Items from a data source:
* Begin *

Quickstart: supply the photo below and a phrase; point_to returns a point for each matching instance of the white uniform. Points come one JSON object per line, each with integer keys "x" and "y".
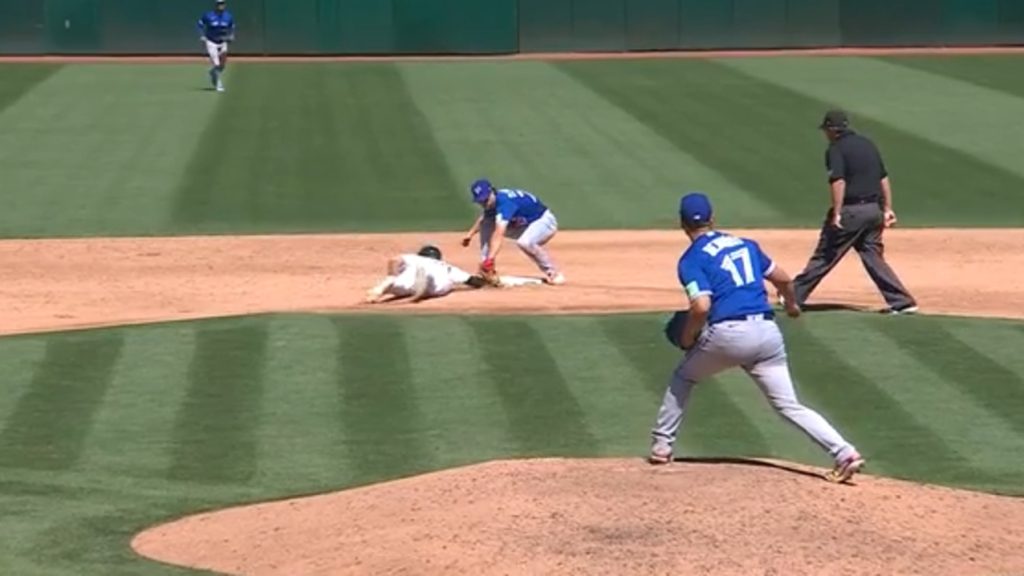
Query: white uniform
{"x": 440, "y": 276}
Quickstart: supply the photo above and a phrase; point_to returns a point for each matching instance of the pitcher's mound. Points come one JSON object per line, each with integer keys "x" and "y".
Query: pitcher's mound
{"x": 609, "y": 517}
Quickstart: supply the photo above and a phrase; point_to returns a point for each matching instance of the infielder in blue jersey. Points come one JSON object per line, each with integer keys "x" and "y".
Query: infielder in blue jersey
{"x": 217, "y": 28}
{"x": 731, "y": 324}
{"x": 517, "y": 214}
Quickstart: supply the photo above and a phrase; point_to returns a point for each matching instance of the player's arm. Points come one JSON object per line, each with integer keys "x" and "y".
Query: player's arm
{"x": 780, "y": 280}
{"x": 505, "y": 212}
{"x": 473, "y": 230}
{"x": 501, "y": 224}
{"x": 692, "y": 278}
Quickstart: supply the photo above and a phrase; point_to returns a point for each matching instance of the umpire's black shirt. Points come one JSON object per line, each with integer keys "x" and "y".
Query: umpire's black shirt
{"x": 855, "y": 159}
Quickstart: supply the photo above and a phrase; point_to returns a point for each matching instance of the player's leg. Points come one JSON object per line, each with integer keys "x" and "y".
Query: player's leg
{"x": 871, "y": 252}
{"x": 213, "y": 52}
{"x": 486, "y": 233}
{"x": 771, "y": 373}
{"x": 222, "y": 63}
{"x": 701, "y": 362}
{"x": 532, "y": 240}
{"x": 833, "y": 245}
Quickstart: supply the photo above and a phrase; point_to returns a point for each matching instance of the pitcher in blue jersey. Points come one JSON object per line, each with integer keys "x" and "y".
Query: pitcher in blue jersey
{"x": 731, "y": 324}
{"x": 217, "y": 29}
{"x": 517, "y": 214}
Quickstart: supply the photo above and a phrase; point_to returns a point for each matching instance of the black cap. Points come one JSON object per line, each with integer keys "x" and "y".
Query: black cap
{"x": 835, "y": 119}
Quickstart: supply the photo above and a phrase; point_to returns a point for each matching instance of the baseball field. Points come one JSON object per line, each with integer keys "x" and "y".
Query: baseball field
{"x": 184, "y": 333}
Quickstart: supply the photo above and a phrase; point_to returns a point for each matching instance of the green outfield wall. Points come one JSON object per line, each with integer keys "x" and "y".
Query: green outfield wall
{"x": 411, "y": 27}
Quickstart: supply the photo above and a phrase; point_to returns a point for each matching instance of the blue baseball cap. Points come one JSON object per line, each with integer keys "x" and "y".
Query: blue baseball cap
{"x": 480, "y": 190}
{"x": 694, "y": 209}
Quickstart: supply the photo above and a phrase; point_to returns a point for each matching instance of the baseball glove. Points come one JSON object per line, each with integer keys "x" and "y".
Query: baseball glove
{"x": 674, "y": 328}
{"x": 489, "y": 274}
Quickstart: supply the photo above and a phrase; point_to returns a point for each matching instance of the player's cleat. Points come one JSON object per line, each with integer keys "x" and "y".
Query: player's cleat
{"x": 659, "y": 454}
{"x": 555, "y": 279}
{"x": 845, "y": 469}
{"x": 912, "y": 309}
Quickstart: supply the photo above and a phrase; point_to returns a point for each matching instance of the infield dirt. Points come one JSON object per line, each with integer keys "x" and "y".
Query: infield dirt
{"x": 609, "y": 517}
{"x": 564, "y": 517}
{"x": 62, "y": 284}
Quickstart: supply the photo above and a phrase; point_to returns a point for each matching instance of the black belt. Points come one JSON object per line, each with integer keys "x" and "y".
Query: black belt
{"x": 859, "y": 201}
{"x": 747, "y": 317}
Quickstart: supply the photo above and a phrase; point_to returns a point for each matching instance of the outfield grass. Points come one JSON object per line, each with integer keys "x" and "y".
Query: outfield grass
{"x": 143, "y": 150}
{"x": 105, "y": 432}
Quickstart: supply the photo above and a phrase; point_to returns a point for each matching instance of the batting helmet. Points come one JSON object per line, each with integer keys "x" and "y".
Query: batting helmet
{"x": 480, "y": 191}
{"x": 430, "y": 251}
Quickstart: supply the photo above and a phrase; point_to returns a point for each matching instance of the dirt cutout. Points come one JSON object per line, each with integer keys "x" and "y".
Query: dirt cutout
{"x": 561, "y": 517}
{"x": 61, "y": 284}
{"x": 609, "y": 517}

* End *

Task objective:
Starting at the line that contains "the infield dirt.", write out every line to the end of the entries, exactly as given.

Answer:
Quickstart: supply the photo above and a phrase; point_to returns a point for each matching instance of the infield dirt. Points come one JSON object per line, each with integer keys "x" and "y".
Query: infield dirt
{"x": 609, "y": 517}
{"x": 564, "y": 517}
{"x": 62, "y": 284}
Quickstart: supply the photo above and a phrase; point_to returns a point for each matching instance of the black belt. Points come one JSON object per line, each with integer keys "x" and "y".
Query: black belt
{"x": 859, "y": 201}
{"x": 747, "y": 317}
Quickstart: supply the photo above and a phrase; point_to returns a point for each matching instance of the outfield grass. Points come one JSON object per line, each with integer keys "x" and "y".
Query: outfield grass
{"x": 143, "y": 150}
{"x": 105, "y": 432}
Quickstart: supply the photo above and a phrase; point_to returns a point for each matching instance of the batting helmet. Points come one JSON object per line, each with integer keys "x" and "y".
Query: batting helmet
{"x": 480, "y": 191}
{"x": 430, "y": 251}
Quickstart: supply the photo above and a phrase; point_to returns a point for each matching instance of the dirt cutout. Points come one JSON object per line, each with integer keys "x" and "y".
Query: dirt cutout
{"x": 561, "y": 517}
{"x": 61, "y": 284}
{"x": 609, "y": 517}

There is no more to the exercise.